___ 掲載文

次に、称呼においては、本願商標の要部である「al’aise」の文字と、引用商標の要部である「Al’aise」の文字は、いずれも「アレーズ」の称呼を生じることから、両者は、「アレーズ」の称呼を共通にする。
そして、観念においては、本願商標の要部である「al’aise」と引用商標の要部である「Al’aise」は、いずれも特定の観念を生じないものであるから、観念上、比較することができない。
以上からすると、本願商標の要部である「al’aise」と引用商標の要部である「Al’aise」は、観念において比較することができないとしても、「アレーズ」の称呼を共通にし、外観上近似した印象を与えるものであるから、外観、観念、称呼等によって取引者、需要者に与える印象、記憶、連想等を総合して全体的に考察すれば、両者は、相紛れるおそれのある類似の商標というのが相当である。

______

◆ **短い課題 1**: 商標の類否を述べた文のうち、「次に、称呼においては、本願商」から始まり「上、比較することができない。」で終わる部分を書き写してください。
◆ **短い課題 2**: 商標の類否を述べた文の続きを、最後の文の後から書いてください。

___ 抽出資料

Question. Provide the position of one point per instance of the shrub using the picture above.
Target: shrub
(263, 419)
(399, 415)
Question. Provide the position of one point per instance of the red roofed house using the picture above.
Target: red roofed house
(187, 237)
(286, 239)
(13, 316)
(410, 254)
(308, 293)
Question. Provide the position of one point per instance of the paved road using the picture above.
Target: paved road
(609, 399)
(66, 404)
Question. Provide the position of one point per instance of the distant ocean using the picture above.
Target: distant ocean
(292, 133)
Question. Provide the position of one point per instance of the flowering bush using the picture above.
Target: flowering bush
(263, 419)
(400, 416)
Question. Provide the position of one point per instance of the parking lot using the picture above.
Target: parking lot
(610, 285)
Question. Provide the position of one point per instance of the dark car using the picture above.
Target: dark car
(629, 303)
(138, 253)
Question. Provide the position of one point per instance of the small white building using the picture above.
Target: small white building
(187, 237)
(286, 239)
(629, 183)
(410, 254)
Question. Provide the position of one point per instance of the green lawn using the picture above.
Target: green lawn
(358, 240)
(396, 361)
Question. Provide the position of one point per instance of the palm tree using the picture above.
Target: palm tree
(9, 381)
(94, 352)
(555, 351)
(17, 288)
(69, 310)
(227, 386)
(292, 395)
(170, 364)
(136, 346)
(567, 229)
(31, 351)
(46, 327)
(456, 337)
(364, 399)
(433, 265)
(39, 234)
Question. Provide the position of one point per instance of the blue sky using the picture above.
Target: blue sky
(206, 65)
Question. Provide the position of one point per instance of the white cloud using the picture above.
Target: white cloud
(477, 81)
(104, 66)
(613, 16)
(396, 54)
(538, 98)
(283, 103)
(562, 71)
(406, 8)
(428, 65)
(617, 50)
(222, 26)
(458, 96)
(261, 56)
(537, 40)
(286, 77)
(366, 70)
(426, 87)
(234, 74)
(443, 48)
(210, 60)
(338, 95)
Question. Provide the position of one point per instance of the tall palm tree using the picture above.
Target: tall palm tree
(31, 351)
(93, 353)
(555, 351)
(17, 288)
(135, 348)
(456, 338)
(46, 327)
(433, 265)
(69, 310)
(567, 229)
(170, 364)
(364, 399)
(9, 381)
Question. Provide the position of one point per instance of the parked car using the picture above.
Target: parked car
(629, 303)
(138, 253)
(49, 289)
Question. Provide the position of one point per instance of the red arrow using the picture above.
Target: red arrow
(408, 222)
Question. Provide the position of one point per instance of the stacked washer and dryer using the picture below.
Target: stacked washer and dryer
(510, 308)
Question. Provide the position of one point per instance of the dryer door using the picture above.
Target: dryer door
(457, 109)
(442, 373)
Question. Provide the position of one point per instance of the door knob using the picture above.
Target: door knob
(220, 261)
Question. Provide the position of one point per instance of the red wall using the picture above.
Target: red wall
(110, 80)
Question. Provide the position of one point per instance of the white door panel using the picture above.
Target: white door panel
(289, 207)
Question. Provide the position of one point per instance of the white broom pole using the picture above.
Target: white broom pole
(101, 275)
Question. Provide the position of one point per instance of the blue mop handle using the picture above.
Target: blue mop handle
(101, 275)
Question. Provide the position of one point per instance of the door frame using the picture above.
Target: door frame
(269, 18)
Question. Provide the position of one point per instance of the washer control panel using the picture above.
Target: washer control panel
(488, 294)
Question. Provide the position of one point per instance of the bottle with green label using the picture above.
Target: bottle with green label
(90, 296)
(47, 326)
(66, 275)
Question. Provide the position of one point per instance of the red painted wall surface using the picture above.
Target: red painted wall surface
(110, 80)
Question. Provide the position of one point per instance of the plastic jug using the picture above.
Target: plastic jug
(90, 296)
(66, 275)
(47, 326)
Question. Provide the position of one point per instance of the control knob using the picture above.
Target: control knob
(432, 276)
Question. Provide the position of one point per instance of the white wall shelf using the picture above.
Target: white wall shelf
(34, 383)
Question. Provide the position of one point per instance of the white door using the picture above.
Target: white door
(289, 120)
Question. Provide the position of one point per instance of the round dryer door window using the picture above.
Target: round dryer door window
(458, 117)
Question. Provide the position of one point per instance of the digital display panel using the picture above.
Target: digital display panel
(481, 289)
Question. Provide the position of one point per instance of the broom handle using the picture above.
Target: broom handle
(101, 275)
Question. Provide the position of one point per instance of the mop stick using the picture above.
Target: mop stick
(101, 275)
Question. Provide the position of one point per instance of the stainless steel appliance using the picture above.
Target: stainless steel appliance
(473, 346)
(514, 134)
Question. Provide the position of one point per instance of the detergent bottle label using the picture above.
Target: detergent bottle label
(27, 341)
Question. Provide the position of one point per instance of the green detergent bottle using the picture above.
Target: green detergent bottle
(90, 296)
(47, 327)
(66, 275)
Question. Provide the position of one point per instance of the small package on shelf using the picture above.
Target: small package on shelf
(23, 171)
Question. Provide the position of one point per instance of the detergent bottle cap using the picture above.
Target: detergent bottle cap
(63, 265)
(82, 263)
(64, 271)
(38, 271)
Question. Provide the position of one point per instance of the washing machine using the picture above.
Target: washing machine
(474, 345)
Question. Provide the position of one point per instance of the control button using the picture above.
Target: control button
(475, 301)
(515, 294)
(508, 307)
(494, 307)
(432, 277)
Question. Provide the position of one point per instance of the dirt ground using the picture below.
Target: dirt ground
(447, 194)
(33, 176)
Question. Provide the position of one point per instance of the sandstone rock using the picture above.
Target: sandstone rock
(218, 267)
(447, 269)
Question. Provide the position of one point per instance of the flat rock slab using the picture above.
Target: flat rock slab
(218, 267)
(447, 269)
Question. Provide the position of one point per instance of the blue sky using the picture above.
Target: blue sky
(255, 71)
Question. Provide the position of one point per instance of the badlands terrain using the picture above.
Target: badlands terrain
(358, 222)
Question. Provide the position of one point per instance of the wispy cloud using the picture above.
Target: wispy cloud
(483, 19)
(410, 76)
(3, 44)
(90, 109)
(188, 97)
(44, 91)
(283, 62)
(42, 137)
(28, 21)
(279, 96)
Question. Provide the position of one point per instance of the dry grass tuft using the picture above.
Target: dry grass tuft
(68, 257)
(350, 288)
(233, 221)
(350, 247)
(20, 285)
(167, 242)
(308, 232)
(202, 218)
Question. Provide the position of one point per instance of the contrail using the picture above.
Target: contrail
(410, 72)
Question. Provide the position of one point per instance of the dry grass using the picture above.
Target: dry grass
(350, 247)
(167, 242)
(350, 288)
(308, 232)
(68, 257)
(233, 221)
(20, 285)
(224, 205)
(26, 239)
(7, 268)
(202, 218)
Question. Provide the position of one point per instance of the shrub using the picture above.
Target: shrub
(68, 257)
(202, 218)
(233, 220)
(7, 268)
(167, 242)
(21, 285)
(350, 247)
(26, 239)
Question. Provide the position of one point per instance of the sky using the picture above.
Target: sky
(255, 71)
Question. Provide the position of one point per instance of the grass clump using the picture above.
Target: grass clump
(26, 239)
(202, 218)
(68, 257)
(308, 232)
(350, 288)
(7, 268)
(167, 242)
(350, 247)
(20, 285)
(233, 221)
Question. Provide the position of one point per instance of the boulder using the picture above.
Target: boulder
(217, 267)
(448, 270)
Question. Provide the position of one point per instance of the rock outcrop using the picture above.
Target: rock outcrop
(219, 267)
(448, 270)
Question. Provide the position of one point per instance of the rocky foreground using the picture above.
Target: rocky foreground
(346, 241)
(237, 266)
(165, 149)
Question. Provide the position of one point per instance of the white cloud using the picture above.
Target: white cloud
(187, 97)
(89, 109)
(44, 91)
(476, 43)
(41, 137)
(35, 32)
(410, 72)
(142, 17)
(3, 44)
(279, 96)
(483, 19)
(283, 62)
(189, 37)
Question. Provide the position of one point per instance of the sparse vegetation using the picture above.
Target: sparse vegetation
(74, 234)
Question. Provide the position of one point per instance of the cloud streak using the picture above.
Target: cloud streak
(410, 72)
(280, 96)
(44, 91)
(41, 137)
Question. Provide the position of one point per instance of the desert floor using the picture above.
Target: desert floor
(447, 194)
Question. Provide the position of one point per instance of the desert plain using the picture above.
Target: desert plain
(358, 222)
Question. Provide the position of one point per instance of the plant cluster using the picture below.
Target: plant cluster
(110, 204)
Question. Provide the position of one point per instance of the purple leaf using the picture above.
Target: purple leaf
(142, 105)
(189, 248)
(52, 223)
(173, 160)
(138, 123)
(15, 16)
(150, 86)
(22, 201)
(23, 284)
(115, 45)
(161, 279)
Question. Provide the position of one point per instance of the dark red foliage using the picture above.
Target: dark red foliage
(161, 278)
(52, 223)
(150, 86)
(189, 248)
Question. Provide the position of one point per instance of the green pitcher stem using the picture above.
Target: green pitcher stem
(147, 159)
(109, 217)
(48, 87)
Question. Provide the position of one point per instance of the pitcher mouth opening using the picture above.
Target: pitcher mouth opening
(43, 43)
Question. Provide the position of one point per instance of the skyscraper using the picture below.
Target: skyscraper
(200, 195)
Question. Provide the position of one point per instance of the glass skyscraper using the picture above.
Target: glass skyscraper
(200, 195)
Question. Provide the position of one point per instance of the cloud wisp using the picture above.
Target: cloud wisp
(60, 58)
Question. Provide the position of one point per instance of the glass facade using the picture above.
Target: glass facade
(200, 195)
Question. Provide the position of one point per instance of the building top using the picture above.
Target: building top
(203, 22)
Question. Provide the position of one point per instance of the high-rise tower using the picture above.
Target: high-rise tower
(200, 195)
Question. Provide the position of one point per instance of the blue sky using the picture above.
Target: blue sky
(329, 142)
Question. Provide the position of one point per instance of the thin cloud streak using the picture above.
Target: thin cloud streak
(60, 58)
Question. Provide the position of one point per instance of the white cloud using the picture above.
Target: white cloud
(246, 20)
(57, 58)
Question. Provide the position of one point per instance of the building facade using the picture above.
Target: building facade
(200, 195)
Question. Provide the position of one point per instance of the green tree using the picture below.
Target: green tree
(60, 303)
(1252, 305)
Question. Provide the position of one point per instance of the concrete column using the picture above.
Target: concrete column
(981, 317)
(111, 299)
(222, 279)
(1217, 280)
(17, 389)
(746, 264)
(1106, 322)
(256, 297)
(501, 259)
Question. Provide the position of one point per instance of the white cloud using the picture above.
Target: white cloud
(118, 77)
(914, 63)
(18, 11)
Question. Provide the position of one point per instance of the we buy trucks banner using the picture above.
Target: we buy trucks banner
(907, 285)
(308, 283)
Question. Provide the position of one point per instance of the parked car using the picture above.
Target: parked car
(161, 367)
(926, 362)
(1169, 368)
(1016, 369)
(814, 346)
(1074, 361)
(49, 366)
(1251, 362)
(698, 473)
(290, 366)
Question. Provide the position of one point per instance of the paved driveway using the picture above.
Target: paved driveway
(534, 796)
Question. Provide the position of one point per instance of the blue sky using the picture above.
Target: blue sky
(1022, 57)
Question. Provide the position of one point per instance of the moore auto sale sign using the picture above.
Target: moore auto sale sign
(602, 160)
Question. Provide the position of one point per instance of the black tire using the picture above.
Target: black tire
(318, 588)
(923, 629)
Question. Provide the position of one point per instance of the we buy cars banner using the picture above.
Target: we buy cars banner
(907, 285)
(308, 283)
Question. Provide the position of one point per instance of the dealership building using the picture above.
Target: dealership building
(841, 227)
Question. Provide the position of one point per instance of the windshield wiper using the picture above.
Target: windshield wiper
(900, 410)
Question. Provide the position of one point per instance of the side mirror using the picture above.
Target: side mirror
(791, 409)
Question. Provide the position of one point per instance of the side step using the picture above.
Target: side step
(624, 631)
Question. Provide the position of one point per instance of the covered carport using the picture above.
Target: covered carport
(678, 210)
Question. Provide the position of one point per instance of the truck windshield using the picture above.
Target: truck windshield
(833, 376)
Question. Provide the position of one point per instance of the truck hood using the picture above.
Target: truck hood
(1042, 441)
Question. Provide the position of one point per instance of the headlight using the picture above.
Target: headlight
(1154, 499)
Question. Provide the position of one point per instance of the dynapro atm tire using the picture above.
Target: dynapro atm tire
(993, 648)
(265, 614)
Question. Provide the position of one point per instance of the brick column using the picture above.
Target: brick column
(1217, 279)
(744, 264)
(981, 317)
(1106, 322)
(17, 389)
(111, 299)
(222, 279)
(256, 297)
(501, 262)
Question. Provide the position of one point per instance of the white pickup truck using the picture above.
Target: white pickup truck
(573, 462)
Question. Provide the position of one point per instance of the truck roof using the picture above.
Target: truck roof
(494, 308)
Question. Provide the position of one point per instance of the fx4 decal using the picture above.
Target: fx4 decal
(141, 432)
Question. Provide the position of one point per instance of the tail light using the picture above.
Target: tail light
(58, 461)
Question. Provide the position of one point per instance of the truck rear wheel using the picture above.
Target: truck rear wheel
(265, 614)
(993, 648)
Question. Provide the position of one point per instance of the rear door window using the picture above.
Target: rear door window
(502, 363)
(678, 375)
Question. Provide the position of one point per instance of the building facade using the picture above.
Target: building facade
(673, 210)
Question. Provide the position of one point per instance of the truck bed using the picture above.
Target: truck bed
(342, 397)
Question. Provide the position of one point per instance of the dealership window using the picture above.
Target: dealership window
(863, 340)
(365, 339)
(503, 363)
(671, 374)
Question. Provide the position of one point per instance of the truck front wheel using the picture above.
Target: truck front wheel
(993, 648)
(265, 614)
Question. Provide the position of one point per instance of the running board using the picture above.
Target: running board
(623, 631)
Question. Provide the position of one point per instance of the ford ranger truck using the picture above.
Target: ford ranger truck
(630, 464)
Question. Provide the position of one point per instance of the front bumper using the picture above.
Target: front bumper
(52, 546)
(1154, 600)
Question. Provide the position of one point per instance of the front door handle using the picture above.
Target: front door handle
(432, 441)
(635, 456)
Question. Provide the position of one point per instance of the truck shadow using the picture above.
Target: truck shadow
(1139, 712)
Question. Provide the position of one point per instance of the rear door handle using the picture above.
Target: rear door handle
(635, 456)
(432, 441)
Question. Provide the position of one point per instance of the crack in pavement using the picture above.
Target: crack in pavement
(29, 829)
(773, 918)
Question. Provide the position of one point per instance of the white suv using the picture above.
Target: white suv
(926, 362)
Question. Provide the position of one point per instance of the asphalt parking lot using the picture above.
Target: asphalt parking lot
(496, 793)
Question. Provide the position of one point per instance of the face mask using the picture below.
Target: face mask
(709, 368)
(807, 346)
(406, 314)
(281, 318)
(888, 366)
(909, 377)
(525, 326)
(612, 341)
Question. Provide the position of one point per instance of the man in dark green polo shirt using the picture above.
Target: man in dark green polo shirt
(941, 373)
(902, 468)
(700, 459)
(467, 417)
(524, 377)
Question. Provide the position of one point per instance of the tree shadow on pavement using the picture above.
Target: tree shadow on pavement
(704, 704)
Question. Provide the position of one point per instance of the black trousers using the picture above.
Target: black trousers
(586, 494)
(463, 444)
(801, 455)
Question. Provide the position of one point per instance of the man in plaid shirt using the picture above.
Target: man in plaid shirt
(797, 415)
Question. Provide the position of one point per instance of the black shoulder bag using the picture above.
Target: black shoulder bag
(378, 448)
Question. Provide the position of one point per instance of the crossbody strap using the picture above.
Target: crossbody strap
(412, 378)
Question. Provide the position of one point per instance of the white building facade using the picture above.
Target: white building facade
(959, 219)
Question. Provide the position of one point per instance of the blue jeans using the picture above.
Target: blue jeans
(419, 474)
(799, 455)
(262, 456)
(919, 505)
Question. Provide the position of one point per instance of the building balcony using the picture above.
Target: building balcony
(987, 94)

______

◆ **課題の解答 1**:
次に、称呼においては、本願商標の要部である「al’aise」の文字と、引用商標の要部である「Al’aise」の文字は、いずれも「アレーズ」の称呼を生じることから、両者は、「アレーズ」の称呼を共通にする。
そして、観念においては、本願商標の要部である「al’aise」と引用商標の要部である「Al’aise」は、いずれも特定の観念を生じないものであるから、観念上、比較することができない。

◆ **課題の解答 2**:
イ 本願商標の指定商品及び指定役務と引用商標の指定役務の類否について
本願商標の指定商品中の第14類「宝石箱」は、引用商標の指定役務中の第35類「家具の小売又は卸売の業務において行われる顧客に対する便益の提供」と、本願商標の指定商品中の第14類「身飾品」は、引用商標の指定役務中の第35類「身の回り品(「ガーター,靴下止め,ズボンつり,バンド,ベルト,腕止め」を除く。)の小売又は卸売の業務において行われる顧客に対する便益の提供」と、本願商標の指定商品中の第14類「宝玉及びその原石並びに宝玉の模造品」は、引用商標の指定役務中の第35類「宝玉及びその模造品の小売又は卸売の業務において行われる顧客に対する便益の提供」と、本願商標の指定商品中の第18類「かばん類,袋物」は、引用商標の指定役務中の第35類「かばん類及び袋物の小売又は卸売の業務において行われる顧客に対する便益の提供」、本願商標の指定商品中の第18類「傘,ステッキ,つえ,つえ金具,つえの柄」は、引用商標の指定役務中の第35類「身の回り品(「ガーター,靴下止め,ズボンつり,バンド,ベルト,腕止め」を除く。)の小売又は卸売の業務において行われる顧客に対する便益の提供」とは、当該便益の提供とその取扱商品という関係にあるため、商品の製造・販売と役務の提供が同一の事業者によって行われるのが一般的であり、役務の提供場所と商品の販売場所が一致し、需要者の範囲を共通にするものであるから、両者は類似するものである。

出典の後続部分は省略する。